**TASK REQUIREMENTS:**
(a) Answer these questions using the text about computer therapy for depressed teens.
(i) How many adolescents took part in the study, and what was their age range?
(ii) What is the name of the computerized cognitive behavioral therapy program?
(iii) What share of the subgroup that completed at least four homework modules recovered completely?
(b) Write a continuation of the text about computer therapy for depressed teens, starting after its last sentence.

**SELECTED TEXT:**
================

Teens respond to computer therapy


While depression may be common in adolescents, they often do not seek treatment or professional help. According to new research, specialized computer therapy is just as effective as talk therapy for teens struggling with depression.

Researchers from the University of Aukland, New Zealand created a randomize, controlled test using 187 adolescents aged 12 to 19 in order to determine whether a new computerized cognitivie behavioral therapy intervention called SPARX worked to reduce depressive symptoms any better than traditional one-on-one talk therapy.

Study participants were randomly selected to either use the computer program or undergo traditional therapy. They also received a 3-month follow up.

Depression symptoms reduced by one-third

Researchers found that SPARX reduced symptoms of depression and anxiety by a third which made the treatment just as effective as traditional therapy. Additionally, 44% of a subgroup of 69 participants who completed at least four homework modules completely recovered. That was true for only 26% of the people given usual care.

================

[Items from a data source]
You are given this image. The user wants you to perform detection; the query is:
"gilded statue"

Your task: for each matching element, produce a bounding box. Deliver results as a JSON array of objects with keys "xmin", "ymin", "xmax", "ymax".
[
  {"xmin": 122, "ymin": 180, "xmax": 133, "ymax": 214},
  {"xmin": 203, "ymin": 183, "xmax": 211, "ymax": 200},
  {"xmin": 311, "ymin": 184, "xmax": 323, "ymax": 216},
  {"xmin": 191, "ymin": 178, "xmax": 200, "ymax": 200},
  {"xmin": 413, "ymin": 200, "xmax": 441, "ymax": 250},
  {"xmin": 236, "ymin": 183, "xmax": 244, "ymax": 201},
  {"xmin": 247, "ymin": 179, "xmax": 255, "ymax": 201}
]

================

**TASK RESPONSES:**
(a)
(i) 187 adolescents, aged 12 to 19.
(ii) SPARX.
(iii) 44%.

(b)
Most participants, regardless of approach, reported high satisfaction with their treatment. However, 95% of the people who used SPARX said it would appeal to other teenagers. Up to 81% said they would recommend it to friends.

Researchers described the computer software as an “effective resource for help seeking adolescents with depression at primary healthcare sites. Use of the program resulted in a clinically significant reduction in depression, anxiety, and hopelessness and an improvement in quality of life.”

Not only do teens like it and benefit from it, SPARX may be more cost effective than usual care and could be used to address unmet demand for treatment.